GOAL OF THE EXERCISE:
Keep only those lines of the records that include the string "below".

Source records
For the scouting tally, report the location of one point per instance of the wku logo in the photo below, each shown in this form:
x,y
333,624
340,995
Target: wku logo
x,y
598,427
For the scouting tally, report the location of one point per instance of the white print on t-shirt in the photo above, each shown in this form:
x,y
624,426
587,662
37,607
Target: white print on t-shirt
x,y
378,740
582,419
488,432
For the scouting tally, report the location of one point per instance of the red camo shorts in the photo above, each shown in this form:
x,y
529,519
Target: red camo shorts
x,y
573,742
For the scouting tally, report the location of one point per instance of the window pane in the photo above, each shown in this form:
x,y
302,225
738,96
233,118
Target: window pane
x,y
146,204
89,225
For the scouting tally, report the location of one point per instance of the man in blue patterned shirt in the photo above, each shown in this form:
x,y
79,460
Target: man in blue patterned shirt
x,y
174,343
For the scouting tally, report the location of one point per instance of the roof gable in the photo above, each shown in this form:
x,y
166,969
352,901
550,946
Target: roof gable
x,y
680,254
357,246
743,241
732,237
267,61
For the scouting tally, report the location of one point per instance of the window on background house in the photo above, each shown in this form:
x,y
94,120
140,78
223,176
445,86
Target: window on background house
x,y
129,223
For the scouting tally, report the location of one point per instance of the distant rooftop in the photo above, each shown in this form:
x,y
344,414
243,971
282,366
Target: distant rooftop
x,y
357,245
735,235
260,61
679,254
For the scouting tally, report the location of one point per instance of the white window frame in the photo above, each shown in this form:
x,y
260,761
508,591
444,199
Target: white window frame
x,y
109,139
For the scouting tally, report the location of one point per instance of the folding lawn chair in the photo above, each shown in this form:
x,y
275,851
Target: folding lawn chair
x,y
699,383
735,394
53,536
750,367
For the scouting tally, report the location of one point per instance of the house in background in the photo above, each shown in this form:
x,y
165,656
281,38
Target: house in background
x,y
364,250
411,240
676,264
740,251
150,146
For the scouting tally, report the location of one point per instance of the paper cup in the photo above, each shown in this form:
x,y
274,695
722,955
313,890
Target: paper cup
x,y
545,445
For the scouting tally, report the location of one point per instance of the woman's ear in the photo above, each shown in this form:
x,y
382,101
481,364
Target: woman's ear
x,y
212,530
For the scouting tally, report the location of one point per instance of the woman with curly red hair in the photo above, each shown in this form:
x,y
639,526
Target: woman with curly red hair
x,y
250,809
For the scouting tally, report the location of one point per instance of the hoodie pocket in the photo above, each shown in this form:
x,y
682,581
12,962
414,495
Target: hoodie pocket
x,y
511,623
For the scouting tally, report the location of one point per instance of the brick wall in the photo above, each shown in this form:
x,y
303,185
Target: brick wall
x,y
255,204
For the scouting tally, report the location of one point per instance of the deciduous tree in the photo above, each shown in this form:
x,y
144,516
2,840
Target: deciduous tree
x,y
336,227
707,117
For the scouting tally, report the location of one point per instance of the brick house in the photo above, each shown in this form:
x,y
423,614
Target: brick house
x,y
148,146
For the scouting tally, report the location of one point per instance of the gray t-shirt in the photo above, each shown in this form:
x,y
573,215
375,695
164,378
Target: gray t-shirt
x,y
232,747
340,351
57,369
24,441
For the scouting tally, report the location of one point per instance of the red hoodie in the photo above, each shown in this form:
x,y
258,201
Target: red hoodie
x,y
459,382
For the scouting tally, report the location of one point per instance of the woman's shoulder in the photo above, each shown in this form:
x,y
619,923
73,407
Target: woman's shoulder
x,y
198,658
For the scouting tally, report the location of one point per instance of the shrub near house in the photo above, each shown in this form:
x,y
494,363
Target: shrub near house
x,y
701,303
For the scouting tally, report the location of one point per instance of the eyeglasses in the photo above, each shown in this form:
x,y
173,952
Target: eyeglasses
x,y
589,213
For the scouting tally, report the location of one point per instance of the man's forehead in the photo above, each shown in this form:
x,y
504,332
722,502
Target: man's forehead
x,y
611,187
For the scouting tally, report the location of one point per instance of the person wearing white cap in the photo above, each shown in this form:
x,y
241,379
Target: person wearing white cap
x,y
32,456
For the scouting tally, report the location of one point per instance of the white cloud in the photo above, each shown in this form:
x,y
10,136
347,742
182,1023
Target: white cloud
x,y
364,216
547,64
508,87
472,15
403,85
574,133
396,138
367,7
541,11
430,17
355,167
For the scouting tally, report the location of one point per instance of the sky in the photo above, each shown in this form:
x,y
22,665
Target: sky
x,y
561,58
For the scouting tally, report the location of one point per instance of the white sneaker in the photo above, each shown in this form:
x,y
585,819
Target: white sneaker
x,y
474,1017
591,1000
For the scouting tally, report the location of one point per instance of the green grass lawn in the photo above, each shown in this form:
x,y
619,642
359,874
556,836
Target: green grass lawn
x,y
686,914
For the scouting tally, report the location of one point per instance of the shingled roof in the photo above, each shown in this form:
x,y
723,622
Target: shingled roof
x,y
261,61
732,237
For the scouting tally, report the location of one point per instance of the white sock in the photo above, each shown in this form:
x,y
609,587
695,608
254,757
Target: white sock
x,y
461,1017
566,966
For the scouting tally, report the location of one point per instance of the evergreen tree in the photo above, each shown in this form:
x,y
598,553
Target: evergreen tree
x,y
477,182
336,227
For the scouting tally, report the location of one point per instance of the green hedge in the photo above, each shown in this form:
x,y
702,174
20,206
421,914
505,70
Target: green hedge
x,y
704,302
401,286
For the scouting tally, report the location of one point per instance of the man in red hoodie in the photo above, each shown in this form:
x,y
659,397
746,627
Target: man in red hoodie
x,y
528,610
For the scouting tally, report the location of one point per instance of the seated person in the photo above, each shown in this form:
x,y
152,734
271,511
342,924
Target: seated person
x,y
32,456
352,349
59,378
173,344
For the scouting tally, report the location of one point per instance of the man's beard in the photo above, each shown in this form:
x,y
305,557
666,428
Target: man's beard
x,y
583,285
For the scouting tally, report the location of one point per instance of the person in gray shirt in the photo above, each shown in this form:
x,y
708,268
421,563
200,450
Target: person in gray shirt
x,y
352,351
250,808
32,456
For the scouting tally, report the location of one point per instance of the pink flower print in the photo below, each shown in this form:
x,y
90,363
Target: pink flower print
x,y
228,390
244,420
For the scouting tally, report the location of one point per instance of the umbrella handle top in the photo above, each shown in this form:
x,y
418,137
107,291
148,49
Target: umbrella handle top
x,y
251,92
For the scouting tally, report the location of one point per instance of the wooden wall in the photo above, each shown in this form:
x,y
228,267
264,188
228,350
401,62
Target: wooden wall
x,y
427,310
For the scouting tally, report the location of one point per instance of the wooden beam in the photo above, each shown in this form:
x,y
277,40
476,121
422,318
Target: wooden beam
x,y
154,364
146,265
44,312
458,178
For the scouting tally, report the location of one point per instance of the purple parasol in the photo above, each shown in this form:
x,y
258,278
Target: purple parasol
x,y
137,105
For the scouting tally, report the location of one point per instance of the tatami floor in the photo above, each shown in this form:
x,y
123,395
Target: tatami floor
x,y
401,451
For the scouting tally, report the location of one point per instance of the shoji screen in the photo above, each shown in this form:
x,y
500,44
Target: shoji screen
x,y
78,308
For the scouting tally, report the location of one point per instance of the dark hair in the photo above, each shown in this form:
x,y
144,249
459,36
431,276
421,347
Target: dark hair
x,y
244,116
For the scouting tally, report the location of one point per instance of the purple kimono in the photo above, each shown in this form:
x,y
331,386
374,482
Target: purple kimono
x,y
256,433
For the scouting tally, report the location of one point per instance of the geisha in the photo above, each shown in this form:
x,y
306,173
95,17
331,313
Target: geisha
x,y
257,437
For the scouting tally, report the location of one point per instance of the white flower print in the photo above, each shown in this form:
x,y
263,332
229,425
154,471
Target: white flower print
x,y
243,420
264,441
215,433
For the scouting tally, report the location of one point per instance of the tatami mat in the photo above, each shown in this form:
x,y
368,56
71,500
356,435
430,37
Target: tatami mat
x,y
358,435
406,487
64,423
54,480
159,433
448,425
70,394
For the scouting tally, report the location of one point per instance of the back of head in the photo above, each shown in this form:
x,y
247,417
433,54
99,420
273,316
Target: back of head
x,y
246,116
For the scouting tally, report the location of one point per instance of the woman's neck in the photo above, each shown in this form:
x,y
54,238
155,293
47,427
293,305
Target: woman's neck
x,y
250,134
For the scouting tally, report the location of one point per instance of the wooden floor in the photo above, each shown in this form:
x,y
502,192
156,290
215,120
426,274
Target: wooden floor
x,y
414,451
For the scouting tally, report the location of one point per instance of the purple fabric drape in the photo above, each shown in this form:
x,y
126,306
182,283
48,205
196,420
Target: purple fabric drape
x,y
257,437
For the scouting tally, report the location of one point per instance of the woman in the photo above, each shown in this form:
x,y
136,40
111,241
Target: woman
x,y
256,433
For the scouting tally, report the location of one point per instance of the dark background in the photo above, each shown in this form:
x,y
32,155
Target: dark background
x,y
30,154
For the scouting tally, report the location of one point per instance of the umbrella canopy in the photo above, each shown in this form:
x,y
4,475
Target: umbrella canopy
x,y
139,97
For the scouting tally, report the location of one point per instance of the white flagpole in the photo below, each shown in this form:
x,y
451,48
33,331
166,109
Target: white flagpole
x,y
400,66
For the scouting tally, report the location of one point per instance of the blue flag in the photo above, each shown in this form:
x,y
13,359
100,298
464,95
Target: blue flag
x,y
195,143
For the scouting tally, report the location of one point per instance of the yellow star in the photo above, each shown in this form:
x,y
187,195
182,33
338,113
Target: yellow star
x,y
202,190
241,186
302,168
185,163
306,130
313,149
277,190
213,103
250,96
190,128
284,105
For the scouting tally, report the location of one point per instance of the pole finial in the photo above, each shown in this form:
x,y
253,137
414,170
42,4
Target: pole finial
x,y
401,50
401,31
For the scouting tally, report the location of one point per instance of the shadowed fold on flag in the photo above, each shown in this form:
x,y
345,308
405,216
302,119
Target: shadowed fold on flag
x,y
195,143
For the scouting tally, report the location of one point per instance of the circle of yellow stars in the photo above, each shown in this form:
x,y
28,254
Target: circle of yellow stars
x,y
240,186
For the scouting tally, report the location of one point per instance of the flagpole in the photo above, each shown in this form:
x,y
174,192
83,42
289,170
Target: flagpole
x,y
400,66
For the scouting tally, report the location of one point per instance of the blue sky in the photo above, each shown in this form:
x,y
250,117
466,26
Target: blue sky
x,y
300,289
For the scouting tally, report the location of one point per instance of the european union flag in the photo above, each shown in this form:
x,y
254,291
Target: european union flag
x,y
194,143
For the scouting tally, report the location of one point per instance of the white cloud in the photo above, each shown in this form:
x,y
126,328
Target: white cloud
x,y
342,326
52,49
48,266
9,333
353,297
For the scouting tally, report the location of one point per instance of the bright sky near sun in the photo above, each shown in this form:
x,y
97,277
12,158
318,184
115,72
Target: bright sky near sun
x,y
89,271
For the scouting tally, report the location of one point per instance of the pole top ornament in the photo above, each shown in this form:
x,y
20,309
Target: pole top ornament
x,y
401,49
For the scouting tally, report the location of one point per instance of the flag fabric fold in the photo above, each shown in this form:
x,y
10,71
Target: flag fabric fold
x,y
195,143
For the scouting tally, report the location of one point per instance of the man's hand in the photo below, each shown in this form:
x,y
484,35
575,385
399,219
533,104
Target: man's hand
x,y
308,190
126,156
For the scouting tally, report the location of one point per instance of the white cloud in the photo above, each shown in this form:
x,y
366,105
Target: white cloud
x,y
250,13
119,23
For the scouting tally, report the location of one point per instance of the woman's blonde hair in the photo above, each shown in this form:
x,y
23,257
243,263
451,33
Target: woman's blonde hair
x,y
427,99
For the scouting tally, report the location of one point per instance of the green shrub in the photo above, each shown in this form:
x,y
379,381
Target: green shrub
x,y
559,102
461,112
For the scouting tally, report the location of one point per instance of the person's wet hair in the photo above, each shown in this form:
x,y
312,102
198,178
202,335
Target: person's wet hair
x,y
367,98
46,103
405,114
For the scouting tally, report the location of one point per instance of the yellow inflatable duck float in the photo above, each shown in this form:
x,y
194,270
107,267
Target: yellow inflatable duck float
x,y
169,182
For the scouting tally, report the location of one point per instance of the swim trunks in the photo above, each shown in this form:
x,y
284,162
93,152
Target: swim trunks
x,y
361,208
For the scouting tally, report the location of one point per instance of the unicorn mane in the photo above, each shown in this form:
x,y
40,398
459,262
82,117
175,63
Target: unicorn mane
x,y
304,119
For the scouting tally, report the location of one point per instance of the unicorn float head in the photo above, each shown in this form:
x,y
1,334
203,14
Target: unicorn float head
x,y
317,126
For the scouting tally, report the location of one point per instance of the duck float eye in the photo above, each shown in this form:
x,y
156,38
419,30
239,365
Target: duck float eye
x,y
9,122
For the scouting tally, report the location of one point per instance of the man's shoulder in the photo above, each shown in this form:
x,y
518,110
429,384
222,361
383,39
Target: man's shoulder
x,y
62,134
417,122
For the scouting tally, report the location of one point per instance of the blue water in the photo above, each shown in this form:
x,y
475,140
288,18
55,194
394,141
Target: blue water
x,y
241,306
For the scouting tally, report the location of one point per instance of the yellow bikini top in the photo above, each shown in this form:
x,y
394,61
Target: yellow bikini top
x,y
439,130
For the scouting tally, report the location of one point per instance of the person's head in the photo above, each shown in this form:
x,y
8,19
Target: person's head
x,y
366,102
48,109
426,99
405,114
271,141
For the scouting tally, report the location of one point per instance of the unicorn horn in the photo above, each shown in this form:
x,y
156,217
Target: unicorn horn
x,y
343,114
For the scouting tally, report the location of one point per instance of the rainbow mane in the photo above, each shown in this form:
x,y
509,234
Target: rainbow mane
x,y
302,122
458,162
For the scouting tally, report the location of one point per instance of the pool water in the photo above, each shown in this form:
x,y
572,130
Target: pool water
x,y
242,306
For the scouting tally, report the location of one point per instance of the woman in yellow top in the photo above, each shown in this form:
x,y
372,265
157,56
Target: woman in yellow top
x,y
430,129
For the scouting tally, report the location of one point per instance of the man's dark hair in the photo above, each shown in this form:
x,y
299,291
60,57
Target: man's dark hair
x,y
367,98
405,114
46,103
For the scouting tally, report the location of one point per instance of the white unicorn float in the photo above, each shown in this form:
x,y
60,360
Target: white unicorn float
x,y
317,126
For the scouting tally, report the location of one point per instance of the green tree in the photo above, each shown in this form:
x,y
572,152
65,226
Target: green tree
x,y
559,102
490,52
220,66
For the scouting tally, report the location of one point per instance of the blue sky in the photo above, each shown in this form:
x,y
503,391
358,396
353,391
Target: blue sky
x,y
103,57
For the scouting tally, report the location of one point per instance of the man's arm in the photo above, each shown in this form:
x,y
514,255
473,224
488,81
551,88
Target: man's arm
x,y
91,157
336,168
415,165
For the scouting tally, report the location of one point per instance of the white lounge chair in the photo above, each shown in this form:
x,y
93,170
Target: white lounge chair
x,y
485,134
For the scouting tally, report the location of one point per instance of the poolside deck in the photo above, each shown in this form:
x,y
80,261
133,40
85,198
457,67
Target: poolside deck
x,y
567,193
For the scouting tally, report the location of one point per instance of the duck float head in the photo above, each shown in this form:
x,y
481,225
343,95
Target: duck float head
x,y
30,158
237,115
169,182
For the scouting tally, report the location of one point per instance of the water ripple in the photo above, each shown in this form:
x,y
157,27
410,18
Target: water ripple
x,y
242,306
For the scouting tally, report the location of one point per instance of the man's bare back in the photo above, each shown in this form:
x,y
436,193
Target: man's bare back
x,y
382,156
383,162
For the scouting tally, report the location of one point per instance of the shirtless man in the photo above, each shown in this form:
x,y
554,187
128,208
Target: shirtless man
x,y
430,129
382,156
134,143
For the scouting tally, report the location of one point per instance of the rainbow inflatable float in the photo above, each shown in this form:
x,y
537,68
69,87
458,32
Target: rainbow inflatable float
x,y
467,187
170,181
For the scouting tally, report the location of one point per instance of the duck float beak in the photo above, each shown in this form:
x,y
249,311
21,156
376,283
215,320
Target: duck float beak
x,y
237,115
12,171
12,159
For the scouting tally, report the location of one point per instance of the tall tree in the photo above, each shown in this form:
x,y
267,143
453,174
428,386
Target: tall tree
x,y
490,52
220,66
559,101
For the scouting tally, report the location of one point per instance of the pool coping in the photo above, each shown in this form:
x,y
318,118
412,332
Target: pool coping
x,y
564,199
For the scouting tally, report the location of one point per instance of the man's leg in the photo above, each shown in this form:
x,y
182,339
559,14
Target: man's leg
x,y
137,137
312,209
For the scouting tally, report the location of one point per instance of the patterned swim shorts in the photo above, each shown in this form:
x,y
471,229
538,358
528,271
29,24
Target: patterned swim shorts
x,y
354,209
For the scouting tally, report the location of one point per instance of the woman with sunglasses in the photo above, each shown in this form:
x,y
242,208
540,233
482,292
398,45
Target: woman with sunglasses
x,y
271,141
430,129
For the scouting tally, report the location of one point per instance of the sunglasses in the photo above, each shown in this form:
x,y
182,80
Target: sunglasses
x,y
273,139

SOLUTION FOR THIS PROBLEM:
For the scouting tally, report the location of one point per instance of the wku logo in the photo below, each shown in this form:
For the scouting tally, report the location of one point per instance of the pink flower print in the photo below, each shown in this form:
For the scouting tally, report the location of one point per instance of the white flagpole in the photo below, each shown in this form:
For the scouting tally, report the location of one point per instance of the man's hand in the photo below, each shown in this form:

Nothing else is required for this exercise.